■ THE EXERCISE:
Write out the rows below exactly as they stand, starting at the line with "Where can the wooden" and continuing through the last row.

##### DATA FOR PROCESSING

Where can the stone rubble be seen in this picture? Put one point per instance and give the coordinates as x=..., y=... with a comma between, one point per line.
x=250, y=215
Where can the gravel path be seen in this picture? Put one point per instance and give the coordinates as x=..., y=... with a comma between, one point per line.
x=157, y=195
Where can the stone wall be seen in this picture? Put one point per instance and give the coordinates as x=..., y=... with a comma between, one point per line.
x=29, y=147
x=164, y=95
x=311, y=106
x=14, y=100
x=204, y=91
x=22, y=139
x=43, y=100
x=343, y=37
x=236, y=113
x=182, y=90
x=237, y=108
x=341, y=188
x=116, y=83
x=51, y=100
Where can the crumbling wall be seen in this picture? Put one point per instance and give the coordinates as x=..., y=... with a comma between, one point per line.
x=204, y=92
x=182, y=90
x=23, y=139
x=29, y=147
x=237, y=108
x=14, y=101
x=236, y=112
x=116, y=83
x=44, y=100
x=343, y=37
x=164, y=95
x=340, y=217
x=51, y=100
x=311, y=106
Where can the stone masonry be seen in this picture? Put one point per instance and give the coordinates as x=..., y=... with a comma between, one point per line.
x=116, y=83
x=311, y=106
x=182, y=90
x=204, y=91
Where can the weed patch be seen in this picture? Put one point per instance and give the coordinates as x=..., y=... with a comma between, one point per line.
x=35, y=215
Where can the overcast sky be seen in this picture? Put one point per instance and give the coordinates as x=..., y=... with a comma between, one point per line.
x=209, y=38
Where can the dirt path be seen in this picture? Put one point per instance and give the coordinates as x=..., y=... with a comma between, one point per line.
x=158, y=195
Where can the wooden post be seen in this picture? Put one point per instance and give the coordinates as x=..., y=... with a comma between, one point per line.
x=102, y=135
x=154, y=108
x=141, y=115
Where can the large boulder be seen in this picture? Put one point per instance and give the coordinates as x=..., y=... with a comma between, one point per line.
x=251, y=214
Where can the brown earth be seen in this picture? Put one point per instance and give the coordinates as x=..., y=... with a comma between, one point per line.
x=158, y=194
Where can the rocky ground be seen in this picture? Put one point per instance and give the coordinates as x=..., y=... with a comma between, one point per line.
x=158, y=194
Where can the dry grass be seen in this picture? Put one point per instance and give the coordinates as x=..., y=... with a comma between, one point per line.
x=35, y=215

##########

■ RESULT OF THE TASK:
Where can the wooden post be seen in this picture? Put one point per instance and give the coordinates as x=..., y=... with a comma between, one point per line.
x=102, y=135
x=154, y=108
x=141, y=115
Where can the large boulder be seen in this picture? Put one point per instance and give the coordinates as x=..., y=... with a comma between, one point per line.
x=251, y=214
Where can the brown earth be seen in this picture? Put one point per instance and give the coordinates as x=..., y=... with a comma between, one point per line.
x=158, y=194
Where can the rocky ground be seen in this picture? Put one point per instance and give the coordinates as x=..., y=... with a comma between, one point per line.
x=158, y=194
Where can the dry grass be seen in this picture? Put one point per instance and give the coordinates as x=..., y=... with a comma between, one point per line.
x=35, y=215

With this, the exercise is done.